### Source records
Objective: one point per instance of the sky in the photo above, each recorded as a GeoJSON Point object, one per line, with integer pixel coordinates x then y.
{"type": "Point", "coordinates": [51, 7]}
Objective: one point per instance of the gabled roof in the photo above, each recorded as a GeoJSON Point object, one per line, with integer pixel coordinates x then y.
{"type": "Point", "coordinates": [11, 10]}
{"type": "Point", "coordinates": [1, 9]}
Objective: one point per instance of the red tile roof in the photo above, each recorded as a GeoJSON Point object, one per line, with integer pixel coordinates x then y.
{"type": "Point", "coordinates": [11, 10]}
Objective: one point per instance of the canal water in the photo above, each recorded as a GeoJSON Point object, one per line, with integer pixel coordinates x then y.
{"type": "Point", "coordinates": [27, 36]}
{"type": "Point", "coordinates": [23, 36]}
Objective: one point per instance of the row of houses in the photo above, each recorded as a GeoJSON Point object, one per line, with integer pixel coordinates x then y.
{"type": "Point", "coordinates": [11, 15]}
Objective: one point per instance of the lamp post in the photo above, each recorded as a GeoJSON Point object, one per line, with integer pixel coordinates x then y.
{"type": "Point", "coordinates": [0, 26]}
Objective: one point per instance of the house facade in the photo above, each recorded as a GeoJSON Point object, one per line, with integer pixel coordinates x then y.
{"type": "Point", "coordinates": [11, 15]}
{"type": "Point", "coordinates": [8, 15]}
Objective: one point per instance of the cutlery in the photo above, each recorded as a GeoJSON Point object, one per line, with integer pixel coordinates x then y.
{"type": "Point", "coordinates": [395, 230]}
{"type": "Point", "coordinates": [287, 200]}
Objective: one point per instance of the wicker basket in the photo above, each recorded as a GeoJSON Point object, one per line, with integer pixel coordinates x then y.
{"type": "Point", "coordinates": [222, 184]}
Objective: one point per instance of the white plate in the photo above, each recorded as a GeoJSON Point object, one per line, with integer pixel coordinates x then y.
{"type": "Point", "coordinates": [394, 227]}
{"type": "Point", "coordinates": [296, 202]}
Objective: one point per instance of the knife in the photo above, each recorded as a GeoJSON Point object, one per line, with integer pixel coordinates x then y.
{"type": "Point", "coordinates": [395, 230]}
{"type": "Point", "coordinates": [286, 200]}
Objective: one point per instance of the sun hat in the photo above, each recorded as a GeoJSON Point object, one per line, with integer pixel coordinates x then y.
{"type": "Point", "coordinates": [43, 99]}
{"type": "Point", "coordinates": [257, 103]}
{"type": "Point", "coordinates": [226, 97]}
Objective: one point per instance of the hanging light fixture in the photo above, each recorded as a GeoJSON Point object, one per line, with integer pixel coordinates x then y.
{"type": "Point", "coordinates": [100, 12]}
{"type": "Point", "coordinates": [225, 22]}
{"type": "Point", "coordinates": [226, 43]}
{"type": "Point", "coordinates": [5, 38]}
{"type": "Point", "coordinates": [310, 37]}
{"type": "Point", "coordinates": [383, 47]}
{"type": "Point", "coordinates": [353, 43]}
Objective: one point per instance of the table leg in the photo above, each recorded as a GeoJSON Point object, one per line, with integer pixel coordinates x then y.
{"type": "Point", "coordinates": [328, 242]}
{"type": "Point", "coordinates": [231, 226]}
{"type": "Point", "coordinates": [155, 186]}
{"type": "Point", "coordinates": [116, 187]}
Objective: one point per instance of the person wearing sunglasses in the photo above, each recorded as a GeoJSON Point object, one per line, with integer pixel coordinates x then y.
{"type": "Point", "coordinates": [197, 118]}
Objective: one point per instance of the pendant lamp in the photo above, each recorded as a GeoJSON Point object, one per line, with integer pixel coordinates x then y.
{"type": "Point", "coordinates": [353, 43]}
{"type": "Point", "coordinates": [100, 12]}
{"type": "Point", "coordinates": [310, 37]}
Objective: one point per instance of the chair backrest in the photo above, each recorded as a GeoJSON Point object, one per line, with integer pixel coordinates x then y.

### Description of the task
Render the listing above as a Markdown table with the columns "Number" and "Entry", one numbered row per line. Start at the line containing "Objective: one point per instance of the hanging", go through the end of the listing, and leave out blank lines.

### The response
| Number | Entry |
|---|---|
| 1 | Objective: one point per instance of the hanging light fixture in the photo above, each recorded as a GeoJSON Point object, one per line, with integer pixel coordinates x then y. |
| 2 | {"type": "Point", "coordinates": [100, 12]} |
| 3 | {"type": "Point", "coordinates": [225, 22]} |
| 4 | {"type": "Point", "coordinates": [226, 43]} |
| 5 | {"type": "Point", "coordinates": [5, 38]} |
| 6 | {"type": "Point", "coordinates": [310, 37]} |
| 7 | {"type": "Point", "coordinates": [383, 47]} |
| 8 | {"type": "Point", "coordinates": [353, 43]} |
| 9 | Objective: one point per instance of the table leg in the photo above, each recorded as a GeoJSON Point object, one per line, with integer pixel coordinates x then y. |
| 10 | {"type": "Point", "coordinates": [328, 242]} |
| 11 | {"type": "Point", "coordinates": [231, 226]} |
| 12 | {"type": "Point", "coordinates": [155, 186]} |
| 13 | {"type": "Point", "coordinates": [116, 187]} |
| 14 | Objective: one point per instance of the person wearing sunglasses in the photo above, each recorded as a GeoJSON Point object, one per line, with integer pixel coordinates x then y. |
| 15 | {"type": "Point", "coordinates": [197, 118]} |
| 16 | Objective: one point per instance of the pendant lamp in the photo above, each recorded as a GeoJSON Point object, one per line, with integer pixel coordinates x then y. |
| 17 | {"type": "Point", "coordinates": [353, 43]} |
| 18 | {"type": "Point", "coordinates": [100, 12]} |
| 19 | {"type": "Point", "coordinates": [310, 37]} |
| 20 | Objective: one point per instance of the chair backrest in the photo above, each recorded as a GeoJSON Point object, one per line, with integer pixel coordinates x then y. |